* **Your objective**
When a line in the records includes the string "white", it goes into the tally; report that tally alone.

[Referring expression grounding data]
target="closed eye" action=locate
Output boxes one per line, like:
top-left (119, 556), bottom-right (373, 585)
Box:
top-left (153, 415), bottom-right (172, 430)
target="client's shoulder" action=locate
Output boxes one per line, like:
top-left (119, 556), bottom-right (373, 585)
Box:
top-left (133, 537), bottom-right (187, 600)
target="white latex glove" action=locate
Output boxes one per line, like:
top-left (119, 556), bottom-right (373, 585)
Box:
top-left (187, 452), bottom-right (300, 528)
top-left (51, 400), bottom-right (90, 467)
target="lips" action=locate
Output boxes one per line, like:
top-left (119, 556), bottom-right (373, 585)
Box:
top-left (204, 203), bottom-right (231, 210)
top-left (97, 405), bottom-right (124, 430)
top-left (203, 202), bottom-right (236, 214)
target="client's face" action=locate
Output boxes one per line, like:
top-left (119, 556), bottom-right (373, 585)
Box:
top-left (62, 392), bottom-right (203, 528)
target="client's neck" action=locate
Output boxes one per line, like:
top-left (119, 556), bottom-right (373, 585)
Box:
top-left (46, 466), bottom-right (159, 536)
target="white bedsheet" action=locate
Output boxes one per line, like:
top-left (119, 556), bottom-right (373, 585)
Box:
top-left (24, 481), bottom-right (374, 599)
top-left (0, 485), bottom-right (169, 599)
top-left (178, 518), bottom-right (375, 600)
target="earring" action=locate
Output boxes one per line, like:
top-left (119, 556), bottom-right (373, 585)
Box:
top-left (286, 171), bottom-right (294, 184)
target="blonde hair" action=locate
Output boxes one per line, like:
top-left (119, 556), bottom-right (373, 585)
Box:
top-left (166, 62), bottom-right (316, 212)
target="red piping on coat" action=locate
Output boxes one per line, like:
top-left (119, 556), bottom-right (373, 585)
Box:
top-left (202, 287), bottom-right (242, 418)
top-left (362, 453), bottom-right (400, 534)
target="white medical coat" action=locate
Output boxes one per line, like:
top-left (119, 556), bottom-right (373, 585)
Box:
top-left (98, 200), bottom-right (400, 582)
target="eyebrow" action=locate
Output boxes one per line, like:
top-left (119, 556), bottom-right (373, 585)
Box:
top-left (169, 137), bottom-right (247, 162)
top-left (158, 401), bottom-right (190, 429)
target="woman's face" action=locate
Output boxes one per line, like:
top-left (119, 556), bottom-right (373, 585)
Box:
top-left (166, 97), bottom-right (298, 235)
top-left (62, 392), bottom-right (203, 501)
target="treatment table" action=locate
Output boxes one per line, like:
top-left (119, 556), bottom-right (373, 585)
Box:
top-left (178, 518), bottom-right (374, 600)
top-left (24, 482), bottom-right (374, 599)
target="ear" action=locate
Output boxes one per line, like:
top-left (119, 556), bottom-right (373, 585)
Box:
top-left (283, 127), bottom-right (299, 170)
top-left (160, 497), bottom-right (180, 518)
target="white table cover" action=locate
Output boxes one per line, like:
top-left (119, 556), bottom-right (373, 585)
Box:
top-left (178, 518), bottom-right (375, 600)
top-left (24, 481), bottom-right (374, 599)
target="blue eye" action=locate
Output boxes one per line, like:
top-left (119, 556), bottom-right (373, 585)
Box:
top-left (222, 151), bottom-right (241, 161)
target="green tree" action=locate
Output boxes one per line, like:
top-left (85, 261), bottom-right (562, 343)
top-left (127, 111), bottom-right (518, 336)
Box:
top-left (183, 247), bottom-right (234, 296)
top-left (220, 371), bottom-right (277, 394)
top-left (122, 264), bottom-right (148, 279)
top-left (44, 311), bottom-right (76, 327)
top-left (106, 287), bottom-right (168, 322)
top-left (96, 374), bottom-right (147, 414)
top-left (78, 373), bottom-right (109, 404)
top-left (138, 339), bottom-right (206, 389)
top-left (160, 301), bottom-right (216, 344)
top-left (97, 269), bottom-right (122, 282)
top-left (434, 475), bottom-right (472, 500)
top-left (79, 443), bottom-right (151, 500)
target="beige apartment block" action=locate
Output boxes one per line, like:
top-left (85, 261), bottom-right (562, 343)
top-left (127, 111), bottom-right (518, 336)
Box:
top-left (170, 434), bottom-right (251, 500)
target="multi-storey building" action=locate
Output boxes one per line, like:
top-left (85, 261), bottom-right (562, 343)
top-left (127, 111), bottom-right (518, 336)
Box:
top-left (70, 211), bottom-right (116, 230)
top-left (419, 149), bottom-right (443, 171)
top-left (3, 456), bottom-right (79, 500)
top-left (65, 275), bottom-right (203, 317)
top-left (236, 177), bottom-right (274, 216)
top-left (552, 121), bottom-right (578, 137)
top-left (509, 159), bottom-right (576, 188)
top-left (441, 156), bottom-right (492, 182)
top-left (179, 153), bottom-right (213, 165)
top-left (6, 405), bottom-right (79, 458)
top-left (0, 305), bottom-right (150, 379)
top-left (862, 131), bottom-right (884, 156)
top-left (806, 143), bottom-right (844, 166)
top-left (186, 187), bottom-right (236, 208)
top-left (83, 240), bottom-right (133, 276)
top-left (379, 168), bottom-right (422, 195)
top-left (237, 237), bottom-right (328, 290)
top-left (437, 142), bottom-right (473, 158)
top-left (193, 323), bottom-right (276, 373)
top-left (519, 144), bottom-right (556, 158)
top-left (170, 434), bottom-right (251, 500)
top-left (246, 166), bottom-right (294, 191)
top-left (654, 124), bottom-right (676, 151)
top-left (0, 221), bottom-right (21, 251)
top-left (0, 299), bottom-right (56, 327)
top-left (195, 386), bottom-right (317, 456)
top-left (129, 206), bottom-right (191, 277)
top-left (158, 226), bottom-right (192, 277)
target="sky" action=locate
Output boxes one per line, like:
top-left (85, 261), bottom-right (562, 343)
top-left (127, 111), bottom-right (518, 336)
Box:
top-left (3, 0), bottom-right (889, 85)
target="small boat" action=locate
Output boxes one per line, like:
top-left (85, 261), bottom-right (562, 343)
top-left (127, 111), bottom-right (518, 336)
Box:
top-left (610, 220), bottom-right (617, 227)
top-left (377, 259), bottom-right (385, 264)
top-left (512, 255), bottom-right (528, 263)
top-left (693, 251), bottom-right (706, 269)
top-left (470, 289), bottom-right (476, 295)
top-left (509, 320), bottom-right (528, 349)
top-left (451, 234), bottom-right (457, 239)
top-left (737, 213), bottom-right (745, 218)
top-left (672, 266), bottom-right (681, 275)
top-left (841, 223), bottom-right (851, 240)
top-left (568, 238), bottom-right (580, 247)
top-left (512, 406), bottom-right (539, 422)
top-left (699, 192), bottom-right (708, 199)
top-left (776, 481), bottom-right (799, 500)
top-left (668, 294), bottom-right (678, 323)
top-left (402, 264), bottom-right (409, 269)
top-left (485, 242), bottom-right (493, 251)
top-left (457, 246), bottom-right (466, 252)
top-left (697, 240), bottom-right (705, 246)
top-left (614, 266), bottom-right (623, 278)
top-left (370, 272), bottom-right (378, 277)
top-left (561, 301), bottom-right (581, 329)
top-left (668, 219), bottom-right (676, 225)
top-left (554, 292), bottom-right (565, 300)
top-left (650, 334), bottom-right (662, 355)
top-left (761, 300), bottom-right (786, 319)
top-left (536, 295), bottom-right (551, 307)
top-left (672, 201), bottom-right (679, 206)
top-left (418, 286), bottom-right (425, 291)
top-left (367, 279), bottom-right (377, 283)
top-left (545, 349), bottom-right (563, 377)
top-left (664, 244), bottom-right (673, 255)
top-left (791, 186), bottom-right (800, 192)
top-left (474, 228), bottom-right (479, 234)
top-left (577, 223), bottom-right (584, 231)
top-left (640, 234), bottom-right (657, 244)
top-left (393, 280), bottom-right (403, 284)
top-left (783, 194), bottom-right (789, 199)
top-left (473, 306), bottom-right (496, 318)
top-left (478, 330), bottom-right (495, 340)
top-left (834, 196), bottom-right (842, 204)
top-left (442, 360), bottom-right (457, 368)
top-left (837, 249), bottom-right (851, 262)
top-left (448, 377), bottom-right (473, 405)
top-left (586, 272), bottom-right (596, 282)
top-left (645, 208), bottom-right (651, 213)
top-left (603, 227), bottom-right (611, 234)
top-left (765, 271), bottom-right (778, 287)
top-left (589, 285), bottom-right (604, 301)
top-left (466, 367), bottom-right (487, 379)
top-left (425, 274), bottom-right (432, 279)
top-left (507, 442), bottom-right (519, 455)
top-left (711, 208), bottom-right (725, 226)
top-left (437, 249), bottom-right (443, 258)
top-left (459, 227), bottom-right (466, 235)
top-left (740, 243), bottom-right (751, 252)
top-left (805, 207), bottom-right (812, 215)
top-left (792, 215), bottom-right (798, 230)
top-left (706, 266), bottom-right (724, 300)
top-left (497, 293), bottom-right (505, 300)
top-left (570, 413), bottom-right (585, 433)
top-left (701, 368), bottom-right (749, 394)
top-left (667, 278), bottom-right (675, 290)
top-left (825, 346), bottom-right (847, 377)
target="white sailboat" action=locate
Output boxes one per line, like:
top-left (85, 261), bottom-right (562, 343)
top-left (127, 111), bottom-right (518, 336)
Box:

* **Answer for the task**
5